Introduction: Lion Half-Mask Halloween Costume

This Halloween, I decided to make my own costume, and it sure payed off. This year, I wanted to have an original, unique costume that would catch people's eye.

The costume this I made was such a success, and I loved it. It was a total score! Not only was it fun to make, but it was pretty easy to make as well. This was most definitely my best Halloween costume yet.

In this Instructable, I am going to be sharing how to and what I did to make this lion half-mask costume. I really loved the end result, and I think you will too.


  • paper
  • pencil with eraser
  • small bowl
  • orange, brown, and yellow markers or any coloring material (optional)
  • water (warm)
  • about 2-3 pieces of paper towel
  • plaster
  • plastic bag or trash bag (optional)
  • cardboard
  • news print paper (not printer paper, or newspaper, but newspaper does work too.)
  • tinfoil
  • red, orange, white, and dark brown acrylic paints
  • paint brushes
  • black thick sharpie
  • needle tool
  • fabric glue
  • scissors
  • brown or black wire (I used some that was called Twis-Tees wire)
  • hot glue gun (with the sticks)
  • brown, yellow, and orange yarn
  • elastic
  • masking tape

Tip: When you are getting your paintbrushes, I prefer to have multiple different brushes of different sizes. For example, I was using about 6 brushes, one bigger, three medium, and two small.

Step 1: Prototype/sketch

The first step for this instructable is easy. All you have to do is sketch out what you want your mask to look like on a piece of paper. When you draw the mask, make sure you have the mask on your face in the drawing. When you are done, you can even color it so you have an idea of what colors you like best when you actually start making it. I found it was nice to search up pictures on the internet of lion faces so that I could see the proportions, and where everything is placed. It is okay if your sketch isn't exact though. I actually liked the way it looked when I changed my design up to make it less realistic.

Tip: You can use any kind of paper and writing material, but I prefer white paper so I can see what I drew, and a pencil so that it is easy to erase any mistakes.

Step 2: Prepare Materials for Plastering

The next step I needed to do was plaster my face, but first we have to get the materials for plastering ready. In order to do that, first I needed to cut about 50 pieces of plaster a bit smaller than the size of a baseball. I cut the pieces over a plastic bag because it can make a mess. (When you cut the plaster, it is easiest if you use sharper scissors). Then, I went ahead and cut myself about 20 pieces of paper towels that same size.

Step 3: Pre-Plastering

For this step you first need to get a bowl with the warmest water you can. Lay down on your back, and I recommend you put something under your head so you don’t get the floor super dirty. I used a garbage bag (you can see in the picture). You are then going to need to dip the pieces of paper towels in the warm water, and lie it on your face where the mask is going to be. The reason you are going to do this is so that the plaster doesn’t stick to your face, especially over your eyebrows. This step works best if you have someone else put the paper towels on your face, rather than yourself. (You may not use all the pieces, but if you need more you can have someone quickly cut you some more. You may also have to adjust the size of a few pieces.)

## [WRITTEN PROBLEM A]
According to the lion mask instructions, what purpose do the warm, wet paper towels serve when they are laid on the face before plastering?
## [WRITTEN PROBLEM B]
Render the portion of the listing from the line containing "Category: pickup truck" through the end of the listing as a two-column CSV with the columns instruction and points. Include one row for each request, and place its text and its answer each in one quoted field with line breaks replaced by spaces.

## [RECORDS FOR THE EXERCISE]

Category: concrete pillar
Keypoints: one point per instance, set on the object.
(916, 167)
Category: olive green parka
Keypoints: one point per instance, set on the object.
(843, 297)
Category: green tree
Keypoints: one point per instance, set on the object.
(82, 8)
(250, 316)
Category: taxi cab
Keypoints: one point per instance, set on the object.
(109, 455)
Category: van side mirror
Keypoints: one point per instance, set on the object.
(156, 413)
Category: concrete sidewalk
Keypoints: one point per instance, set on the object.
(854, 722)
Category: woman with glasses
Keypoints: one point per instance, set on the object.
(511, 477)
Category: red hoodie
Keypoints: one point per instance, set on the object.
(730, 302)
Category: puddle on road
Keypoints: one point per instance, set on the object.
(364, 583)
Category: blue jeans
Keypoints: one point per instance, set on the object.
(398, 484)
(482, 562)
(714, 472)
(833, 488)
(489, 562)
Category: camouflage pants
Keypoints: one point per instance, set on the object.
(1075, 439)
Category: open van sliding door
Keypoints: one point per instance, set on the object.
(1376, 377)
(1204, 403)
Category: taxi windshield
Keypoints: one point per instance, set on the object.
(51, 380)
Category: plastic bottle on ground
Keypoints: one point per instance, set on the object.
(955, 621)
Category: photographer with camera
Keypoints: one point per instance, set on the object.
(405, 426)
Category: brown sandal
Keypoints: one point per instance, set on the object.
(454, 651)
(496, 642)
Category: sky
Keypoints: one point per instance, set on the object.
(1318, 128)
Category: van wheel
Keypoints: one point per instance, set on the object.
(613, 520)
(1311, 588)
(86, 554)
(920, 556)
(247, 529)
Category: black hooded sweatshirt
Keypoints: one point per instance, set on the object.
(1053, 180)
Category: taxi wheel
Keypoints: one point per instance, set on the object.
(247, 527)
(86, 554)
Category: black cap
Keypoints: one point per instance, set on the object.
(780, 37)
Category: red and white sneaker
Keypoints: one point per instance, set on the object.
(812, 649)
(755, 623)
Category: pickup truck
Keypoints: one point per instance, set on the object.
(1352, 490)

## [CORRECT RESULT A]
They keep the plaster from sticking to the face, particularly over the eyebrows.

## [CORRECT RESULT B]
instruction,points
"Category: pickup truck Keypoints: one point per instance, set on the object.","(1352, 490)"